Persistent Prayer


 “In a certain city there was a judge who neither feared God nor respected man. And there was a widow in that city who kept coming to him and saying, ‘Give me justice against my adversary.’ For a while he refused, but afterwards he said to himself, ‘Though I neither fear God nor respect man, yet because this widow keeps bothering me, I will give her justice, so that she will not beat me down by her continual coming.’” And the Lord said, “Hear what the unrighteous judge says. And will not God give justice to his elect, who cry to him day and night? Will he delay long over them? I tell you, he will give justice to them speedily. Nevertheless, when the Son of Man comes, will he find faith on earth?” ~Luke 18:2-8

Leading into this parable, verse 1 says, “he told them a parable to the effect that they ought always to pray and not lose heart.” The NIV says, “to show them that they should always pray and not give up.” 

Do I pray like this? 

For a lot of my life the answer has been no. And not only because I didn’t have the prayer habit to support it but because I was afraid that if I prayed like this, I would be going against God. That I would be lifting up my petition above His face and His will. That I would be disobedient in my refusal to accept my circumstances by continuing to pray as my heart was burdened. That I would be failing to accept God’s will.

● Data excerpts
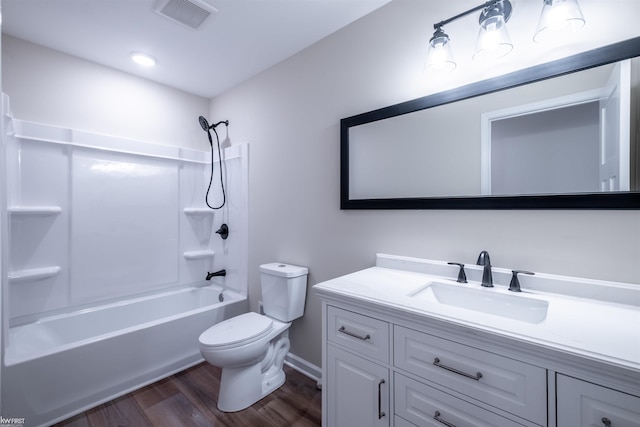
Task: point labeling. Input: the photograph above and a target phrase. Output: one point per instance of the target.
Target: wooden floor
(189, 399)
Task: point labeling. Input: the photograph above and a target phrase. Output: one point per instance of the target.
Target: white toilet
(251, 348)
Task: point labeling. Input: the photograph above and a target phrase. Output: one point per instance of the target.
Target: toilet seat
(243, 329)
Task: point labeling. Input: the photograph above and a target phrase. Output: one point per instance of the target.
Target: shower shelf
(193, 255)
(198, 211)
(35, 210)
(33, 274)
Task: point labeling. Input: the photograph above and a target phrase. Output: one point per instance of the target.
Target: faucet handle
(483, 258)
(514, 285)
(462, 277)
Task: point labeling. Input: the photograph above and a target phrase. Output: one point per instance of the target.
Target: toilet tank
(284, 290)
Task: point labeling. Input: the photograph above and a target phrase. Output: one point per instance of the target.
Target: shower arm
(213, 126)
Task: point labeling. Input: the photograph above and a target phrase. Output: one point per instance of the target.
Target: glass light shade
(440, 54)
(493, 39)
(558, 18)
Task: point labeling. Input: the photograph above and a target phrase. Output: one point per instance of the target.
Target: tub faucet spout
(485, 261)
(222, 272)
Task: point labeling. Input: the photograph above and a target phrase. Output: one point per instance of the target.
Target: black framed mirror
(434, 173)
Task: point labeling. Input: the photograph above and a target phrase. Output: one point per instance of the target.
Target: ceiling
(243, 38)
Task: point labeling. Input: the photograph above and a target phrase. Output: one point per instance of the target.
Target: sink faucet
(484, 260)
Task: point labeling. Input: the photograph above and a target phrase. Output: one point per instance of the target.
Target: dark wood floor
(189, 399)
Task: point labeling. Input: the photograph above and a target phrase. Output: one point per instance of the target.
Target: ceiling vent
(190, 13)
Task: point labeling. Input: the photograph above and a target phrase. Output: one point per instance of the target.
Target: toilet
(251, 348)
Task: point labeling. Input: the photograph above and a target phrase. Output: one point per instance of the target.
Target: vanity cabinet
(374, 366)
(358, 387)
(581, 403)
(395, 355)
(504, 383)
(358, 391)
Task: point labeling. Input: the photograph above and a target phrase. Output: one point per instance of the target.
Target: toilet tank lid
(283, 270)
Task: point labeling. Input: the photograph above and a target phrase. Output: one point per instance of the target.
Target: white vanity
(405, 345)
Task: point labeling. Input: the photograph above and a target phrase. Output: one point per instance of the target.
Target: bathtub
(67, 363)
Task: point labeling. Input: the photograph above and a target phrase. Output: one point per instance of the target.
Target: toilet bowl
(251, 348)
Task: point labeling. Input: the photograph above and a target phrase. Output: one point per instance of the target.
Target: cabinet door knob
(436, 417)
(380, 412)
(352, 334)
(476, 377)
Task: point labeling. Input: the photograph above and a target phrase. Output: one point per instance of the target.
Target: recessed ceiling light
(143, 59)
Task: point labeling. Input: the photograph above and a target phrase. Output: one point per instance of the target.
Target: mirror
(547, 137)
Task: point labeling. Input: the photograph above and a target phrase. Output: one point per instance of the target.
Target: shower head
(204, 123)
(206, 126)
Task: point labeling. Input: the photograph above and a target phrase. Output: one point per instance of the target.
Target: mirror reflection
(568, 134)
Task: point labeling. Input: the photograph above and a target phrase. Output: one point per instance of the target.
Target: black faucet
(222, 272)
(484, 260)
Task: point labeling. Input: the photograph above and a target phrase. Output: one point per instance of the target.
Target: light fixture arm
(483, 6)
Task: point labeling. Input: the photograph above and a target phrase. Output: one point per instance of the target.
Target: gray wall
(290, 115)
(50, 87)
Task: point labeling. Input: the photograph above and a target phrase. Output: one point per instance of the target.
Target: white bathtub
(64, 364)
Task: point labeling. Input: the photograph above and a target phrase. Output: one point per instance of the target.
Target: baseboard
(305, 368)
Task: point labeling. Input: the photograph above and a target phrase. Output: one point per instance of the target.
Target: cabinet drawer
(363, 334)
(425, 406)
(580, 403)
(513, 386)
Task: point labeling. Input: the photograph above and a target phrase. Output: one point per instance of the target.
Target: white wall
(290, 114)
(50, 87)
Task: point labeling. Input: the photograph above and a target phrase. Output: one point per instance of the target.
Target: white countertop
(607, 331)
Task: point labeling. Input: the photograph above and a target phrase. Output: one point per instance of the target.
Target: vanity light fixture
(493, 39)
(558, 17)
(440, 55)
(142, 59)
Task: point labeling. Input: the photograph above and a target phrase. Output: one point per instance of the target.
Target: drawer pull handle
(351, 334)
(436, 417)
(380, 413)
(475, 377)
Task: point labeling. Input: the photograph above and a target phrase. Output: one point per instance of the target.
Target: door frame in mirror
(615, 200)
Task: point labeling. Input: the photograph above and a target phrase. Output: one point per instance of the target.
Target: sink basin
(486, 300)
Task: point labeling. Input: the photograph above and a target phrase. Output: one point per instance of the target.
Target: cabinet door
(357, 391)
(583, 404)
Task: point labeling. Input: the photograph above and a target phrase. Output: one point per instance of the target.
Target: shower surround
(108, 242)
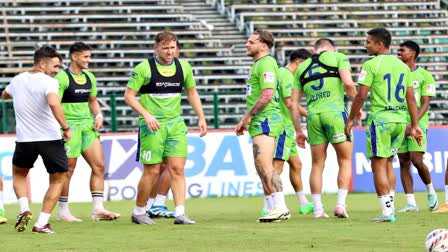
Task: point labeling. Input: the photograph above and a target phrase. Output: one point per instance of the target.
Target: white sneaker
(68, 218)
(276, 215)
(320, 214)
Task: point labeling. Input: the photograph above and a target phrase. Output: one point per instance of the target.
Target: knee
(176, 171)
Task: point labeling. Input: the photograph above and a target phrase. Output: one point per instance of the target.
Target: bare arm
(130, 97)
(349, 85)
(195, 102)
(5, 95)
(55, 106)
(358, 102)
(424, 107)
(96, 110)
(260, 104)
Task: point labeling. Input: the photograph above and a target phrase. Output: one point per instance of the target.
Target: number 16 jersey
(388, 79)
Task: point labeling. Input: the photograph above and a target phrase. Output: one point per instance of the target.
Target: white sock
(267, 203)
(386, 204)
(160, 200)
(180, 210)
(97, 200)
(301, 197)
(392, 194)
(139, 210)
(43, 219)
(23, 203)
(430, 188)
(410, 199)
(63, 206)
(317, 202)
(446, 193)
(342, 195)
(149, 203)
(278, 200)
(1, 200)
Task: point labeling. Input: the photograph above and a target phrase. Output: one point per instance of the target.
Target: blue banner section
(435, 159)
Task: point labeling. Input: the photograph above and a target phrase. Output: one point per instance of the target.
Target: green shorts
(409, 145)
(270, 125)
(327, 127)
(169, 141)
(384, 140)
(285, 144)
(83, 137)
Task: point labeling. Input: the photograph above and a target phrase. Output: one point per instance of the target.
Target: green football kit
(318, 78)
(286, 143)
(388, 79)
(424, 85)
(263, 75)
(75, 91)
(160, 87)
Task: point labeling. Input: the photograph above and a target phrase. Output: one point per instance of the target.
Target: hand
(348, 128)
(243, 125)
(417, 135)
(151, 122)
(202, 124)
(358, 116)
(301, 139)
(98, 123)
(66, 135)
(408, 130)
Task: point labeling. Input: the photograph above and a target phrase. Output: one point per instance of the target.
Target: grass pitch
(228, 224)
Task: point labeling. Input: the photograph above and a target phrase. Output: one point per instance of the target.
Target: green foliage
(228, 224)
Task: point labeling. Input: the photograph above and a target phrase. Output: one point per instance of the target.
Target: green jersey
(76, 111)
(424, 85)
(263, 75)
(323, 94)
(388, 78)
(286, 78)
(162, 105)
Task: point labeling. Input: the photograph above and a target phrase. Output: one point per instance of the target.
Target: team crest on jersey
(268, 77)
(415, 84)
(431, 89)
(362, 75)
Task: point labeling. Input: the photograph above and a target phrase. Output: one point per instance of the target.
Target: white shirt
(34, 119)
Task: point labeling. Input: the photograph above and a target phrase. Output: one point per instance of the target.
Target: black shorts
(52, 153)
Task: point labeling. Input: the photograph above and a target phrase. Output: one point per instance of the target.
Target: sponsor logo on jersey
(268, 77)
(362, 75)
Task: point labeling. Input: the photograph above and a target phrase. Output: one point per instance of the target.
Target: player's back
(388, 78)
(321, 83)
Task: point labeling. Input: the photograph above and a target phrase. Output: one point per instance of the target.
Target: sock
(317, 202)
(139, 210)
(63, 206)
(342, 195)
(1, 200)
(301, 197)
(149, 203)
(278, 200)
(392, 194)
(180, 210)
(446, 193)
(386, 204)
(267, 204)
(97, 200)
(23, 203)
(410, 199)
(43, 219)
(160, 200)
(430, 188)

---

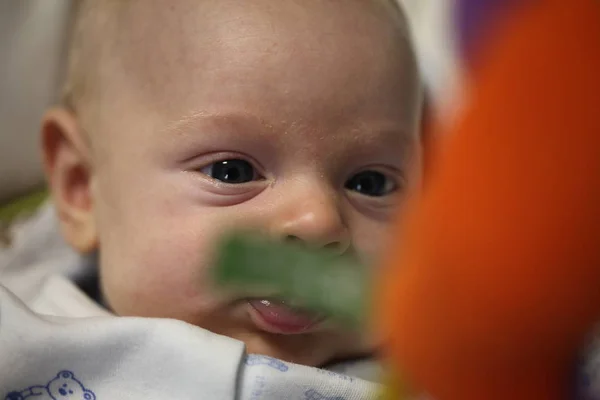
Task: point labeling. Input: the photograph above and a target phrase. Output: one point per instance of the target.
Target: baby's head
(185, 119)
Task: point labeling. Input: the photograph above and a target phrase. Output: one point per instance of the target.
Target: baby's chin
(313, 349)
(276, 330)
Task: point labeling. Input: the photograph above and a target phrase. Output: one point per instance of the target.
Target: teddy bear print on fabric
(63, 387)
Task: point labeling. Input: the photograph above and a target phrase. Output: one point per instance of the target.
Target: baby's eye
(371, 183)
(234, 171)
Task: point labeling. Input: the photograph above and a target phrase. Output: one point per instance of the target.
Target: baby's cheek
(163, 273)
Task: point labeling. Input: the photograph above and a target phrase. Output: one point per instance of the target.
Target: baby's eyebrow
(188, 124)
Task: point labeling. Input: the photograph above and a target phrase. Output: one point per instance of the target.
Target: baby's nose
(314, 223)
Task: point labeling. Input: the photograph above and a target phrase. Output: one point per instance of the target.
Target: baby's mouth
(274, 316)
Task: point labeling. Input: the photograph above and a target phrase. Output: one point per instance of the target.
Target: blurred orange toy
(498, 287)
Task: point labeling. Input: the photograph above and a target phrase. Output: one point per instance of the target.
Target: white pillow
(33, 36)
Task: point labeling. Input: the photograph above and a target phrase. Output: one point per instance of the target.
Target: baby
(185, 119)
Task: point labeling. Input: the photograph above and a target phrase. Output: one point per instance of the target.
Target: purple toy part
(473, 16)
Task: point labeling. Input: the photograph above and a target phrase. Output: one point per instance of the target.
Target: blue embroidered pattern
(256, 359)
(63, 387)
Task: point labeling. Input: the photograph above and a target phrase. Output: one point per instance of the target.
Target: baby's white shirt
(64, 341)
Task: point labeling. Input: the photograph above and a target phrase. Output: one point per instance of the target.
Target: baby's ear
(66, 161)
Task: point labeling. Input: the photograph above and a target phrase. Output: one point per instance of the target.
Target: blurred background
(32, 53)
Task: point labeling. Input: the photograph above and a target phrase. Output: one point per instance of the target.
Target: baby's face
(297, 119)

● Set of tasks
1: In the text on persistent prayer, why did the judge decide to give the widow justice? Answer in one to three sentences.
2: In the text on persistent prayer, which Bible translation gives the wording "to show them that they should always pray and not give up"?
The lines have no connection to the text on persistent prayer.

● Expected answers
1: The judge gave her justice because she kept bothering him, though he neither feared God nor respected man. He did it so that she would not beat him down by her continual coming.

2: The NIV.